DATA LINES:
- - -

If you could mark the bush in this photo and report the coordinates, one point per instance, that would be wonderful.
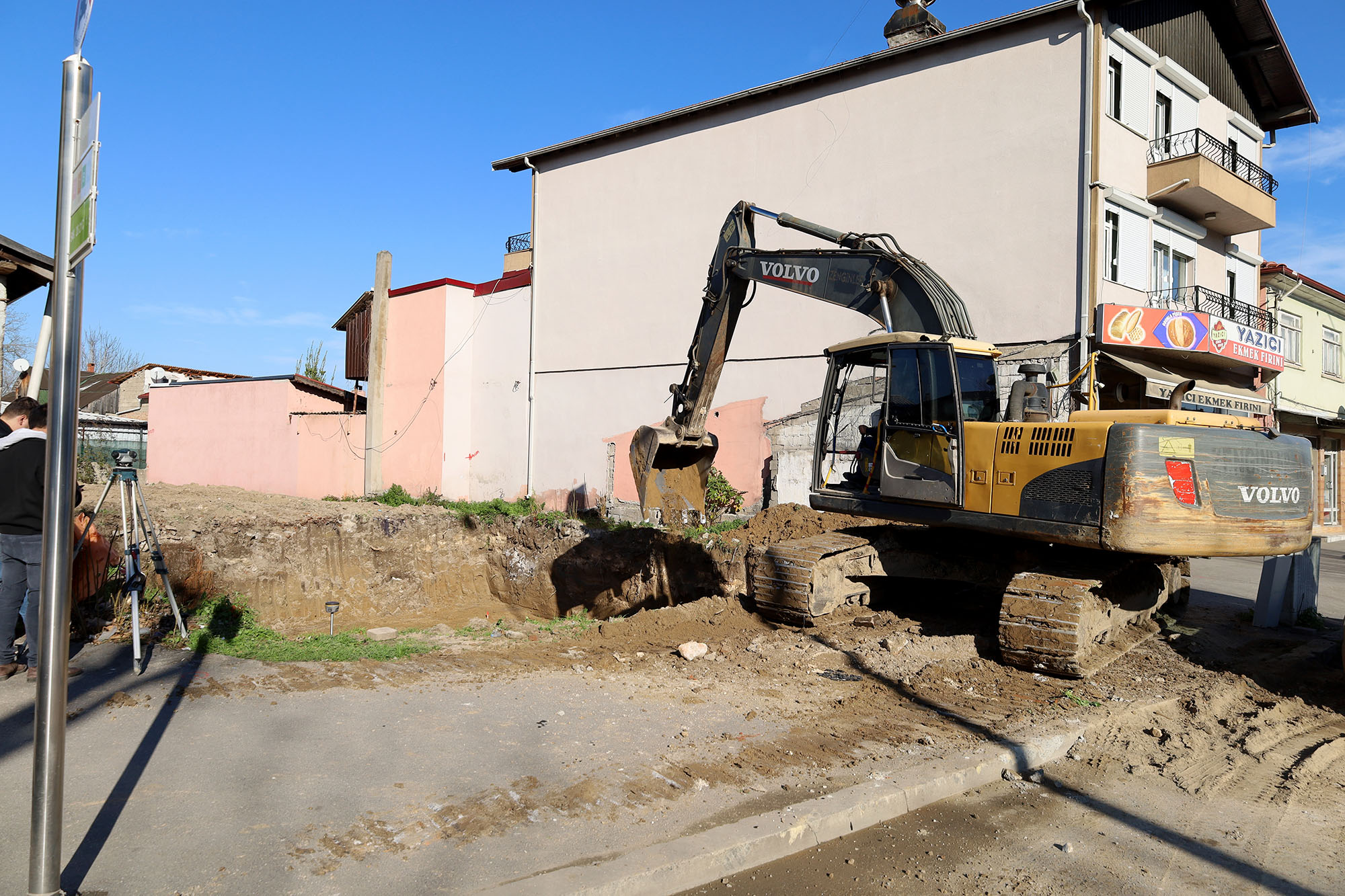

- - -

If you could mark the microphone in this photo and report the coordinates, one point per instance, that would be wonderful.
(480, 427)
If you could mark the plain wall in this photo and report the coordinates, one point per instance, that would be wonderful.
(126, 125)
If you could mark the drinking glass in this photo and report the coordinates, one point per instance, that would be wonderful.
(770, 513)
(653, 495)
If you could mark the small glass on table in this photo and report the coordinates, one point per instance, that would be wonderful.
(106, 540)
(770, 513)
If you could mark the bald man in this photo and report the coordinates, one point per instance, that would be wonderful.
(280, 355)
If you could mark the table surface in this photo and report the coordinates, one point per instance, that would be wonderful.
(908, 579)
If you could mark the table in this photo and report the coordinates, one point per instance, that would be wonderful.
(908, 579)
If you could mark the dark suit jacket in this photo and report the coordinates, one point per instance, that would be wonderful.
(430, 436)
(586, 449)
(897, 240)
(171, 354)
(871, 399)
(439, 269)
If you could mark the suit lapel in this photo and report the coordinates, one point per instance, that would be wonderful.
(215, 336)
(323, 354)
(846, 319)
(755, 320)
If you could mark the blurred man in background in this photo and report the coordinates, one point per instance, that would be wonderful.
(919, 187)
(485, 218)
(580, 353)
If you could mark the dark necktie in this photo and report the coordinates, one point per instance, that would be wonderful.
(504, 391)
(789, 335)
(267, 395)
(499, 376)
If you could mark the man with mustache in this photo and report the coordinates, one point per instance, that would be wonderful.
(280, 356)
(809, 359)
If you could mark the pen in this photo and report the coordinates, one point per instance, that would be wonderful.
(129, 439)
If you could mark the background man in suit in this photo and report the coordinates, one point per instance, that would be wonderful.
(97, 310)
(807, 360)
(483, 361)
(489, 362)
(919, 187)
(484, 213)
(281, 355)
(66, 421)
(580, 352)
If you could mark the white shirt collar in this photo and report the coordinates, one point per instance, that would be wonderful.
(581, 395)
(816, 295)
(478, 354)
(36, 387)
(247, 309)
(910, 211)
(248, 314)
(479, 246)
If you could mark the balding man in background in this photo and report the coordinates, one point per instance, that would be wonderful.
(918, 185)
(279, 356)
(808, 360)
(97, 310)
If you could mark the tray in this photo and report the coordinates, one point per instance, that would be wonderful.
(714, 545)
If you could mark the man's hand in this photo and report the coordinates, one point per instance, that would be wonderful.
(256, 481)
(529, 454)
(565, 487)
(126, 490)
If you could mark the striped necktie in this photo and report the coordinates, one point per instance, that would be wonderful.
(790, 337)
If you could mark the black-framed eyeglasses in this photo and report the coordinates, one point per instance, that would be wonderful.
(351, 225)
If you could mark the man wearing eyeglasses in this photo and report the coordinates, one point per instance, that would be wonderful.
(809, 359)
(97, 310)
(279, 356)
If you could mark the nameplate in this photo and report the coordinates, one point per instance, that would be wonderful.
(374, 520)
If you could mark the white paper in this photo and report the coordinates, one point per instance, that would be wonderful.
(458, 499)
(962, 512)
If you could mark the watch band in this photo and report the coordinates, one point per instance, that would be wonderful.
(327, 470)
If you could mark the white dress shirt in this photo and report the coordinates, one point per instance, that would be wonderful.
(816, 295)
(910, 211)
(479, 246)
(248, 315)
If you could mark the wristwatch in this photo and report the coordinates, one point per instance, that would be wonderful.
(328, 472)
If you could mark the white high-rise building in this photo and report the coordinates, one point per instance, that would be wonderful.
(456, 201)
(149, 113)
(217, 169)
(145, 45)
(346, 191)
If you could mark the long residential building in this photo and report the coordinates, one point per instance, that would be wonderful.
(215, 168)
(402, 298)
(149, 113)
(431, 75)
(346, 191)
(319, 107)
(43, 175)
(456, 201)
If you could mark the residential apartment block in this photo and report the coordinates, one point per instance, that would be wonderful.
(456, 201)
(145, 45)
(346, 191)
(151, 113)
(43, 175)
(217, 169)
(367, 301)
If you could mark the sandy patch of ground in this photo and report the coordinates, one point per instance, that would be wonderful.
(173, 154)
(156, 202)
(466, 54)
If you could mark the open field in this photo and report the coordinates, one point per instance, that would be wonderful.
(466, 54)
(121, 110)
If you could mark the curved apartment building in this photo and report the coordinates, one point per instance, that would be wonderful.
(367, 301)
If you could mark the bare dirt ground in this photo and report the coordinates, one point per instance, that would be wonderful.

- - -

PROBLEM TO SOLVE:
Count how many of the lines above contain the word "shirt". Reply with the number alone.

RESPONSE BELOW:
2